# [TASK DETAILS]
Return every line of the entries below that contains the word "stone", and treat case as significant.

# [MATERIAL PROVIDED]
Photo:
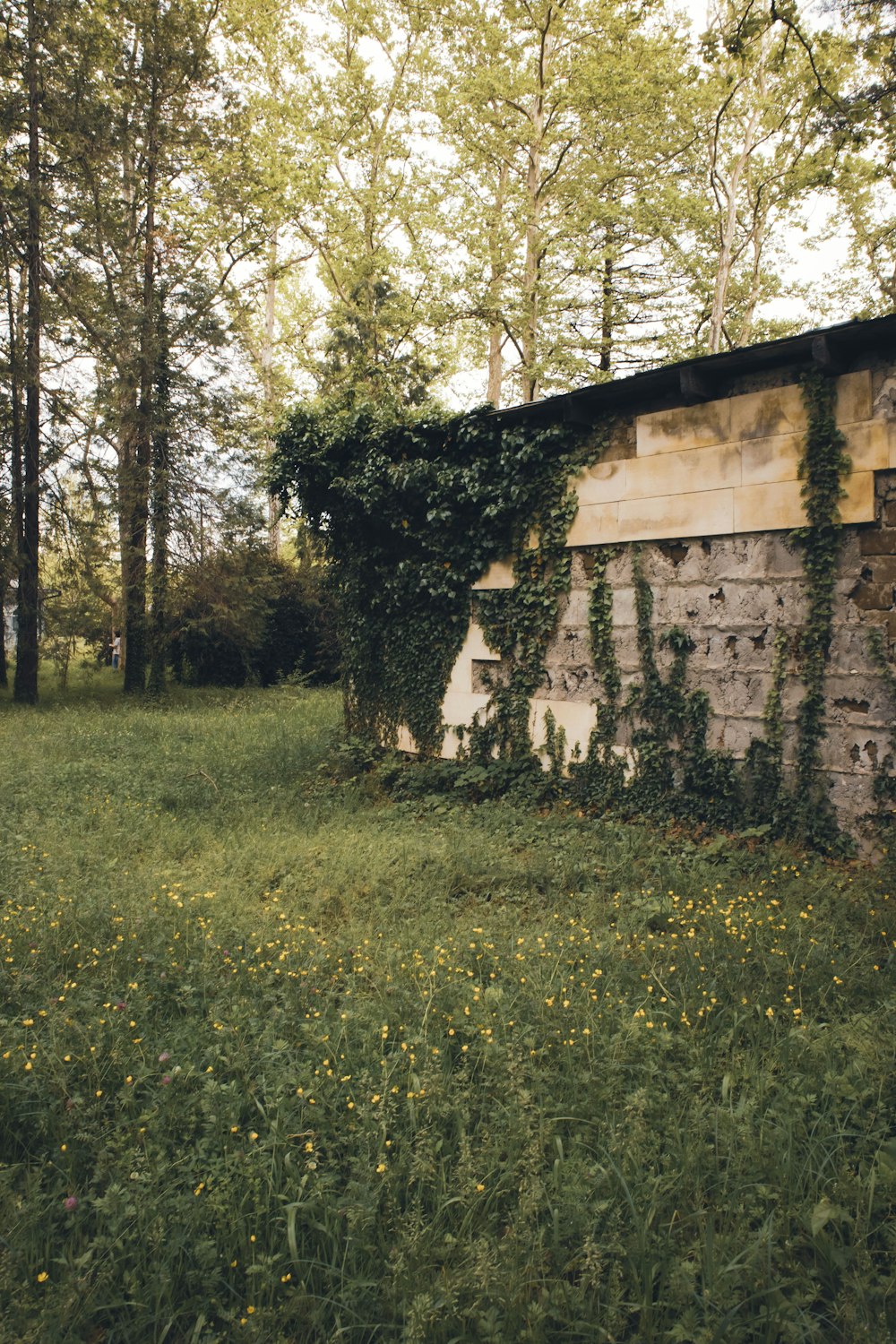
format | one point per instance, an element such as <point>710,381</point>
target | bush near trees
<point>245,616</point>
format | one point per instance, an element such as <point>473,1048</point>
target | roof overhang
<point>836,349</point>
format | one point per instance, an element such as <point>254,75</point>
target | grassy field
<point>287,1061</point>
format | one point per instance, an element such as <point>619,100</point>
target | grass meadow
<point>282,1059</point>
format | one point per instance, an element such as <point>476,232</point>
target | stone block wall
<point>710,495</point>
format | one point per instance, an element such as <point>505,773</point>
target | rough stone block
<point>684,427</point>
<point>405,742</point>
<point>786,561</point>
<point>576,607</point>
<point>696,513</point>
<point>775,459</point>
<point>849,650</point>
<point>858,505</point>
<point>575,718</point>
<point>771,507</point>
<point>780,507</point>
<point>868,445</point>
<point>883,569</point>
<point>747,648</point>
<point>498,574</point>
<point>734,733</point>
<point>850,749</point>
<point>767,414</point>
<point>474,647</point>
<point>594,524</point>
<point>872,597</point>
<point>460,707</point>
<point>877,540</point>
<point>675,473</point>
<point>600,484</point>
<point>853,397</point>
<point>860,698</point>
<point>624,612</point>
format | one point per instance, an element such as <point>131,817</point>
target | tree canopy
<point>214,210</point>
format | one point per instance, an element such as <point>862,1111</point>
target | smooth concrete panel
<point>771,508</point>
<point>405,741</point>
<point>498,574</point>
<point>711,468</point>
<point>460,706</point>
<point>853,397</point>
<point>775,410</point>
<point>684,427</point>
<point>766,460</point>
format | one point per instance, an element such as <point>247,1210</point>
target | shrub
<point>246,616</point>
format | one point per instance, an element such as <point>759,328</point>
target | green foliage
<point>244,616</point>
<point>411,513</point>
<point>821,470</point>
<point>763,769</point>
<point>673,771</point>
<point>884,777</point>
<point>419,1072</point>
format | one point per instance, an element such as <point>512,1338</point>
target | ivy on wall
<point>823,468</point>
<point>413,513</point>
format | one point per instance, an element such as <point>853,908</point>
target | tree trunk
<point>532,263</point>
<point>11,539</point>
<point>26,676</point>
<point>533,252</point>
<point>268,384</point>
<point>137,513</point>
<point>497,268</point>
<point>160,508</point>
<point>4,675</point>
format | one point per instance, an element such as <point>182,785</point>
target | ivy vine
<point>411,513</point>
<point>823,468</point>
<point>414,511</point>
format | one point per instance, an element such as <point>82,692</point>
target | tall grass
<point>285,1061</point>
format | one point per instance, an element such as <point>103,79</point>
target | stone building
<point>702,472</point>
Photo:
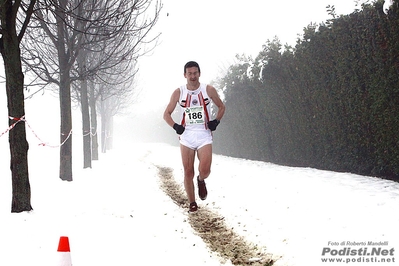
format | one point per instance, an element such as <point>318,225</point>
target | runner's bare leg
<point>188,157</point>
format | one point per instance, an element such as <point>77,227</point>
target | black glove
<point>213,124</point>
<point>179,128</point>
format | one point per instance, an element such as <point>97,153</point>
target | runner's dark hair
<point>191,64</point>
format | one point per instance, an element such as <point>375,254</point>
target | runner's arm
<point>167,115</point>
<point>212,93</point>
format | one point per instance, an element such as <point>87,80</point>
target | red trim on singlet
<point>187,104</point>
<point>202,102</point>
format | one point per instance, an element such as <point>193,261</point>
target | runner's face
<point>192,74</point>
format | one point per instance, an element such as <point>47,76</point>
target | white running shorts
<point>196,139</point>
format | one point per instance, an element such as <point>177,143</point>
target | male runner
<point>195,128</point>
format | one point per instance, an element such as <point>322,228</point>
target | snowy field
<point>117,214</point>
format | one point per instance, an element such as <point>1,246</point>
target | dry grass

==

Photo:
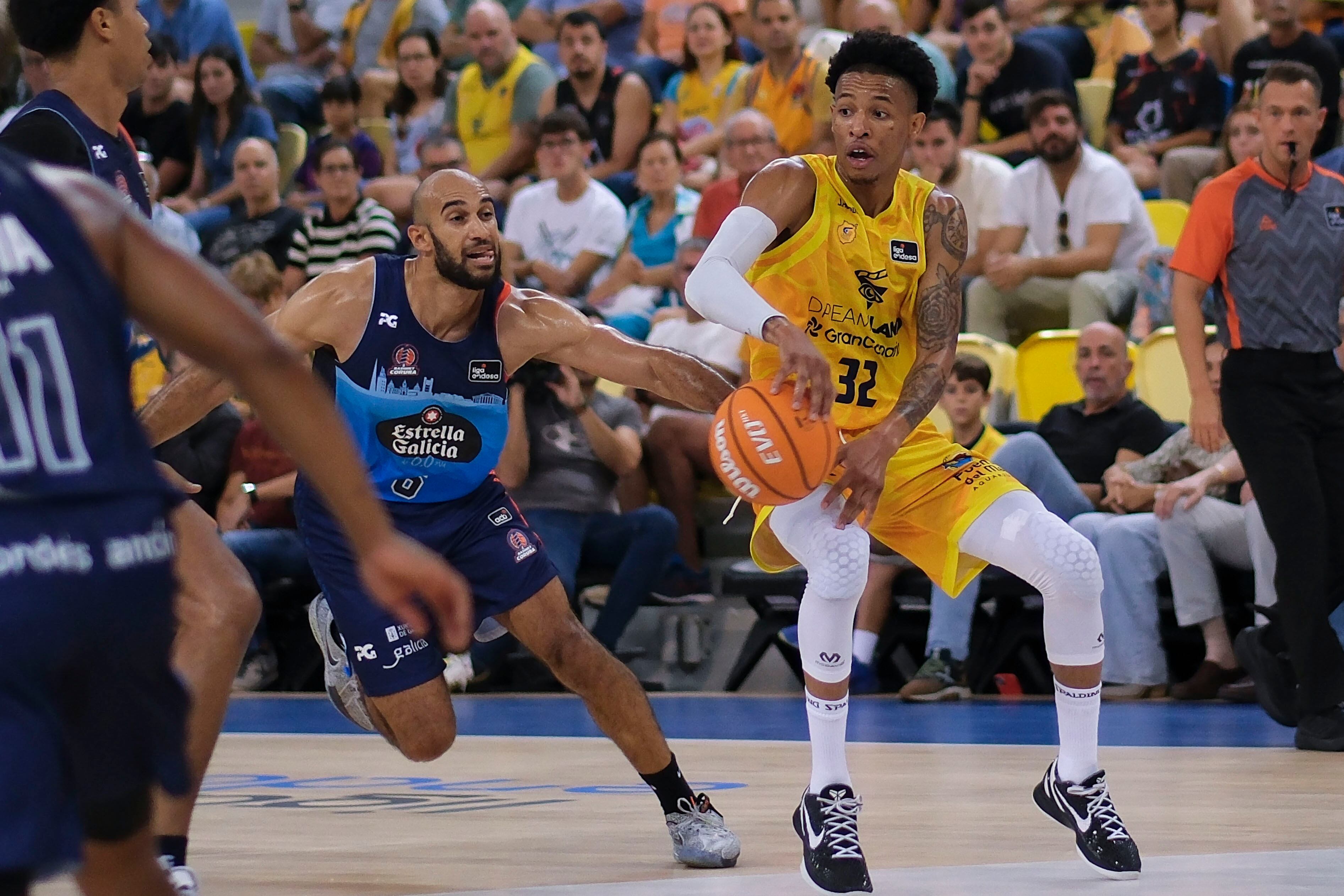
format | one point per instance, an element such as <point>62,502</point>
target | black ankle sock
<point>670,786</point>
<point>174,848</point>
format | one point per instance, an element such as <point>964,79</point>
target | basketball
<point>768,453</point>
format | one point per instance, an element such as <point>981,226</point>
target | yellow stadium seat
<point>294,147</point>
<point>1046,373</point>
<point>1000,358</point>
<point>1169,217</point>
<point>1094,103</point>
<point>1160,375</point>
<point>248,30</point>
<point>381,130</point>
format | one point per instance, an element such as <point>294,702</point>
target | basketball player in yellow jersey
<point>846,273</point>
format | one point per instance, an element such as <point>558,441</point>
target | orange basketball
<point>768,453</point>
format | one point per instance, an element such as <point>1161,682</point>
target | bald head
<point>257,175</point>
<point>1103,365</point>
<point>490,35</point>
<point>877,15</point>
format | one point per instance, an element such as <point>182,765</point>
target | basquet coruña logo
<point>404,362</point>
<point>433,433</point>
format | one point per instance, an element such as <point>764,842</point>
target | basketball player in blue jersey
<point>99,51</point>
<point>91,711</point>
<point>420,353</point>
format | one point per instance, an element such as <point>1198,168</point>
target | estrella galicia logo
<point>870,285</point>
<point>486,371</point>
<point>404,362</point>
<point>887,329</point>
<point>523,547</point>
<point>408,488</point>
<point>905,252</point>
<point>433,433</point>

# [EXPECTED OUTPUT]
target | stone block wall
target | rough stone block
target | stone building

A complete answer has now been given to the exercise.